Every entry below needs to be printed again exactly, with its pictures left out.

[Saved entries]
....................
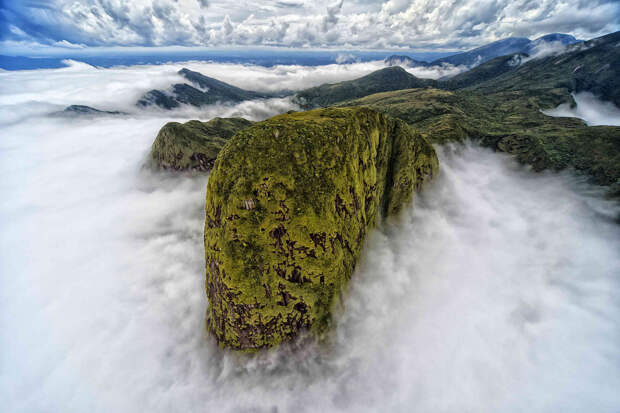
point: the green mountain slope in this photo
(203, 90)
(193, 145)
(592, 66)
(390, 78)
(510, 122)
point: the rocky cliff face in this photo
(289, 203)
(193, 145)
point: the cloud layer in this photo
(497, 292)
(299, 23)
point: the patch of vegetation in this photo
(289, 203)
(193, 145)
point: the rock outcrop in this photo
(193, 145)
(203, 90)
(289, 203)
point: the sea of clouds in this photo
(498, 291)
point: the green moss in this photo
(508, 121)
(193, 145)
(289, 203)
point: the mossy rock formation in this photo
(193, 145)
(289, 203)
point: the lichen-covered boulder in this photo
(193, 145)
(289, 203)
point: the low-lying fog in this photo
(498, 292)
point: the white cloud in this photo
(590, 109)
(496, 292)
(397, 23)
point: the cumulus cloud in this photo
(497, 291)
(394, 24)
(590, 109)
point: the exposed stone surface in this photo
(193, 145)
(289, 203)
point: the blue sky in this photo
(355, 24)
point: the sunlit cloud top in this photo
(430, 24)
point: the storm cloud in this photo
(361, 24)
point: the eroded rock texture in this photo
(289, 203)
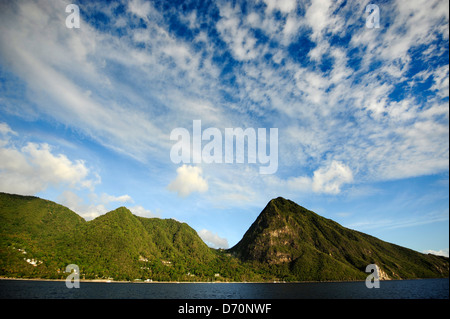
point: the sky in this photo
(88, 111)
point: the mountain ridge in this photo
(291, 238)
(286, 242)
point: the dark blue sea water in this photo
(396, 289)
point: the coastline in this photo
(197, 282)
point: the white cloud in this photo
(213, 240)
(284, 6)
(331, 178)
(188, 180)
(34, 168)
(442, 252)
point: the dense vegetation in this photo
(39, 238)
(293, 243)
(117, 245)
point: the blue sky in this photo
(362, 113)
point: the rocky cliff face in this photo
(290, 240)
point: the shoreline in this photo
(198, 282)
(179, 282)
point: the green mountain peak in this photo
(286, 241)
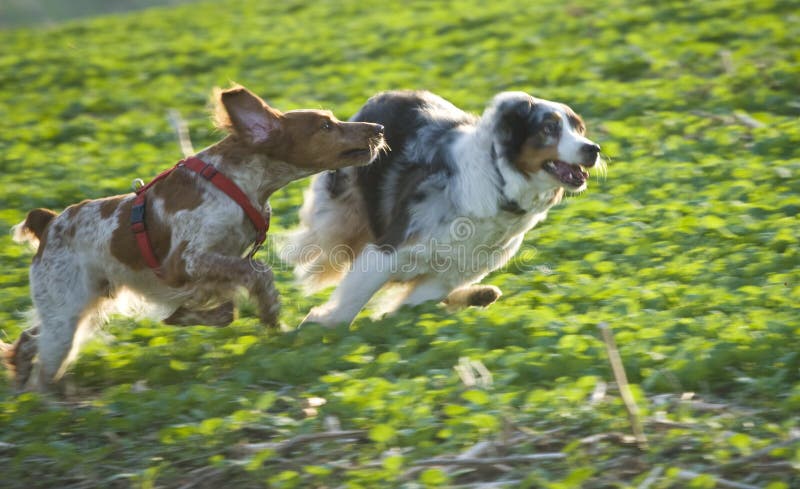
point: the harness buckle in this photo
(137, 215)
(137, 185)
(209, 171)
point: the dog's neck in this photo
(258, 175)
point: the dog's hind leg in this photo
(370, 271)
(428, 289)
(19, 356)
(67, 302)
(472, 295)
(221, 315)
(229, 272)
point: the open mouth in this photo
(571, 175)
(357, 153)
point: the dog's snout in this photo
(590, 151)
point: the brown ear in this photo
(244, 113)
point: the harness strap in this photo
(216, 178)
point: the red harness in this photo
(210, 173)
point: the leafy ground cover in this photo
(688, 250)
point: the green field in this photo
(688, 249)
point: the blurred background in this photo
(687, 249)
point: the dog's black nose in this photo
(591, 151)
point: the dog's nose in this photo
(591, 151)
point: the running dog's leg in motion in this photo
(371, 270)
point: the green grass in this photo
(688, 249)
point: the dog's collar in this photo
(216, 178)
(506, 204)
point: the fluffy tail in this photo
(333, 230)
(18, 358)
(33, 227)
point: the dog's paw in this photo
(269, 313)
(323, 316)
(484, 295)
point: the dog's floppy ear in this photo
(242, 112)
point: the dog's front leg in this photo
(370, 271)
(229, 272)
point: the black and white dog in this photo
(450, 202)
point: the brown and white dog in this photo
(448, 204)
(87, 260)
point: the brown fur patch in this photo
(37, 221)
(179, 191)
(307, 139)
(72, 210)
(531, 157)
(123, 242)
(315, 139)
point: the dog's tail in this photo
(33, 227)
(18, 357)
(333, 230)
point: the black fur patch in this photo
(402, 114)
(521, 121)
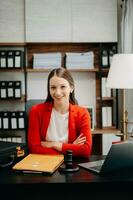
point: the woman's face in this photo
(59, 89)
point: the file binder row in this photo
(107, 55)
(12, 120)
(10, 89)
(17, 139)
(11, 59)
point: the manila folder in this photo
(39, 163)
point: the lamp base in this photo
(66, 169)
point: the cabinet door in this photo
(48, 21)
(12, 21)
(94, 21)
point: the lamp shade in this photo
(120, 75)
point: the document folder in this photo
(35, 163)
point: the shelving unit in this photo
(13, 128)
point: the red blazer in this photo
(79, 122)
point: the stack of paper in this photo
(46, 60)
(35, 163)
(80, 60)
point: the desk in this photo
(71, 186)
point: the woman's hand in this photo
(54, 145)
(80, 139)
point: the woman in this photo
(59, 124)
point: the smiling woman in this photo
(59, 124)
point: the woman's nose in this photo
(58, 91)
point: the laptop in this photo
(119, 157)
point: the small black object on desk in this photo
(68, 165)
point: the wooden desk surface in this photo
(66, 186)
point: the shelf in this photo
(11, 70)
(22, 99)
(72, 70)
(12, 44)
(107, 130)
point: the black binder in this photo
(18, 59)
(3, 59)
(21, 119)
(10, 89)
(3, 89)
(5, 120)
(17, 89)
(13, 120)
(10, 59)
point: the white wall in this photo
(71, 21)
(12, 21)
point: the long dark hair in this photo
(62, 73)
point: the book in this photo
(39, 163)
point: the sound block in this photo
(66, 169)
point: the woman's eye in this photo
(63, 86)
(52, 88)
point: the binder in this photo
(3, 63)
(105, 58)
(3, 90)
(17, 89)
(18, 59)
(21, 119)
(10, 59)
(10, 89)
(0, 120)
(13, 118)
(5, 120)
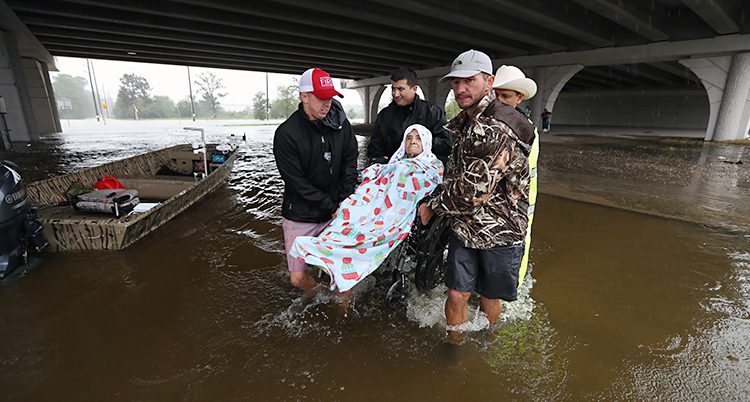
....................
• _Answer_:
point: the green mountain slope in this photo
(203, 90)
(193, 145)
(592, 66)
(390, 78)
(510, 122)
point: the rocky cliff face in this photo
(289, 203)
(193, 145)
point: the cloud layer in this photo
(497, 292)
(299, 23)
point: the patch of vegetation in this photo
(289, 203)
(193, 145)
point: the rock outcrop in this photo
(193, 145)
(203, 90)
(289, 203)
point: the sea of clouds in this photo
(498, 291)
point: the green moss in this photo
(508, 121)
(193, 145)
(289, 203)
point: the mossy rock formation in this photo
(193, 145)
(289, 203)
point: the lichen-covered boulder in this photo
(193, 145)
(289, 203)
point: the low-lying fog in this photo
(498, 292)
point: the white cloud in this photo
(590, 109)
(496, 292)
(397, 23)
point: the cumulus cloud in this photo
(497, 291)
(394, 24)
(590, 109)
point: the exposed stone surface in this photo
(193, 145)
(289, 203)
point: the blue sky in this photo
(355, 24)
point: the sunlit cloud top in this photo
(430, 24)
point: the storm cloud in this photo
(361, 24)
point: the eroded rock texture in this photo
(289, 203)
point: the sky in this photo
(88, 111)
point: the mountain ridge in this photo
(291, 238)
(286, 242)
point: the dark blue sea water in this photo
(396, 289)
point: the coastline in this photo
(197, 282)
point: the white cloud in this photo
(213, 240)
(284, 6)
(331, 178)
(188, 180)
(34, 168)
(442, 252)
point: the dense vegetation in this photo
(39, 238)
(293, 243)
(117, 245)
point: the blue sky in this photo
(362, 113)
point: the rocky cliff face in this photo
(290, 240)
point: the shoreline in this photo
(198, 282)
(179, 282)
point: the green mountain peak in this photo
(286, 241)
point: the harness buckle in this photo
(137, 215)
(137, 185)
(209, 171)
point: the dog's neck in this photo
(258, 175)
point: the dog's hind leg in this photo
(370, 271)
(428, 289)
(19, 356)
(67, 302)
(472, 295)
(221, 315)
(229, 272)
point: the open mouth in this photo
(571, 175)
(357, 153)
point: the dog's snout in this photo
(590, 151)
point: the brown ear in this photo
(244, 113)
point: the harness strap in this photo
(216, 178)
point: the red harness in this photo
(210, 173)
point: the leafy ground cover in this photo
(688, 250)
point: the green field in this photo
(688, 249)
point: the blurred background in this photo
(687, 249)
point: the dog's black nose in this photo
(591, 151)
point: the dog's nose in this photo
(591, 151)
point: the running dog's leg in motion in this photo
(371, 270)
point: the green grass in this photo
(688, 249)
point: the dog's collar in this photo
(216, 178)
(506, 204)
point: the fluffy tail in this photo
(333, 230)
(18, 358)
(33, 227)
point: the dog's paw in this photo
(269, 313)
(323, 316)
(484, 295)
point: the dog's floppy ear in this photo
(242, 112)
point: the dog's front leg in this photo
(370, 271)
(229, 272)
point: the black and white dog in this photo
(450, 202)
point: the brown and white dog in this photo
(448, 204)
(87, 260)
point: the brown fur patch in this photo
(37, 221)
(179, 191)
(307, 139)
(72, 210)
(531, 157)
(123, 242)
(315, 139)
point: the dog's tail in this photo
(33, 227)
(18, 357)
(333, 230)
point: the black fur patch in this photo
(402, 114)
(521, 121)
point: the woman's face in this photo
(59, 89)
point: the file binder row in this photo
(107, 55)
(12, 120)
(10, 89)
(17, 139)
(11, 59)
point: the manila folder in this photo
(39, 163)
point: the lamp base in this photo
(66, 169)
point: the cabinet door in this photo
(48, 21)
(12, 21)
(94, 21)
point: the lamp shade in this photo
(120, 75)
point: the document folder in this photo
(35, 163)
point: the shelving unit in this photo
(13, 128)
point: the red blazer in this photo
(79, 122)
point: the stack of paper in this photo
(46, 60)
(35, 163)
(80, 60)
point: the desk in this photo
(71, 186)
point: the woman's hand in this photo
(54, 145)
(80, 139)
point: the woman in this photo
(59, 124)
point: the smiling woman in this photo
(59, 124)
point: the woman's nose in this photo
(58, 91)
point: the laptop in this photo
(119, 157)
point: the small black object on desk in this photo
(68, 165)
point: the wooden desk surface in this photo
(66, 186)
point: the shelf in this photo
(11, 70)
(22, 99)
(72, 70)
(12, 44)
(107, 130)
point: the black binder in this photo
(18, 59)
(3, 59)
(21, 119)
(10, 89)
(3, 89)
(5, 120)
(17, 89)
(13, 120)
(10, 59)
point: the white wall in this photo
(71, 21)
(12, 21)
point: the long dark hair in this photo
(62, 73)
point: the book in this photo
(39, 163)
point: the sound block in this photo
(66, 169)
point: the woman's eye in this photo
(63, 86)
(52, 88)
point: the binder in this photo
(3, 63)
(105, 58)
(3, 90)
(17, 89)
(18, 59)
(21, 119)
(10, 59)
(10, 89)
(0, 120)
(13, 118)
(5, 120)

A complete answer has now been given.